Text provided:
═══
You’re not good enough. You’ll never be skinny enough. Strong enough. Pretty enough. Smart enough. Funny enough. You’ll never measure up to what the world needs of you. No one will notice the value you bring to this world. You’re not enough.
These were all lies I believed at one point or another in my teenage years. Until freshman year of high school, I was one of the tallest kids in my grade and always felt out of place with my second-hand outfits and frizzy hair. It only became worse when I got braces in eighth grade.
It didn’t matter how hard I tried. There was always someone smarter than me or someone better than me on the school’s basketball team. And there was no chance of taming my wild curls to look sleek and straight like all the other girls who seemed to get all the attention from boys.
I thought things would get better when I went to college. There were more than 30,000 people there. Surely that meant less of a pecking order than my small, private Christian school, right?
Wrong. Instead, the lies morphed to fit my new stage of life. I didn’t feel good enough if my campus tour reviews weren’t glowing. I felt inadequate if I didn’t have as many relationships with high schoolers or get as many laughs from my club skit as my Young Life teammates. Unsurprising, that inner critic became even louder when I ventured into the dating world. And then again when I was let go from a job that had been a huge part of my life. It followed me into marriage, into parenthood, into friendships and is even trying to interrupt me as I write this.
═══
Entries provided:
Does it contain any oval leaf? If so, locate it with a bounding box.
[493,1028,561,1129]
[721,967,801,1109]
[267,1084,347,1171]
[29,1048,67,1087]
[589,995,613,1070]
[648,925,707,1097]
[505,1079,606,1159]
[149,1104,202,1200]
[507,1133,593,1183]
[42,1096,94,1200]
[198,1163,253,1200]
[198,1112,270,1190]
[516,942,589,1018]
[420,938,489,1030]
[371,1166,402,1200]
═══
What to work on:
a) Repeat the stretch of the essay about self-doubt from "You’re not good" through "in eighth grade.".
b) Format every line of the listing as a JSON list of strings, one string per line, with blank lines omitted.
The essay and the listing have no connection to each other.

Responses to the exercise:
a)
You’re not good enough. You’ll never be skinny enough. Strong enough. Pretty enough. Smart enough. Funny enough. You’ll never measure up to what the world needs of you. No one will notice the value you bring to this world. You’re not enough.
These were all lies I believed at one point or another in my teenage years. Until freshman year of high school, I was one of the tallest kids in my grade and always felt out of place with my second-hand outfits and frizzy hair. It only became worse when I got braces in eighth grade.

b)
[
  "Does it contain any oval leaf? If so, locate it with a bounding box.",
  "[493,1028,561,1129]",
  "[721,967,801,1109]",
  "[267,1084,347,1171]",
  "[29,1048,67,1087]",
  "[589,995,613,1070]",
  "[648,925,707,1097]",
  "[505,1079,606,1159]",
  "[149,1104,202,1200]",
  "[507,1133,593,1183]",
  "[42,1096,94,1200]",
  "[198,1163,253,1200]",
  "[198,1112,270,1190]",
  "[516,942,589,1018]",
  "[420,938,489,1030]",
  "[371,1166,402,1200]"
]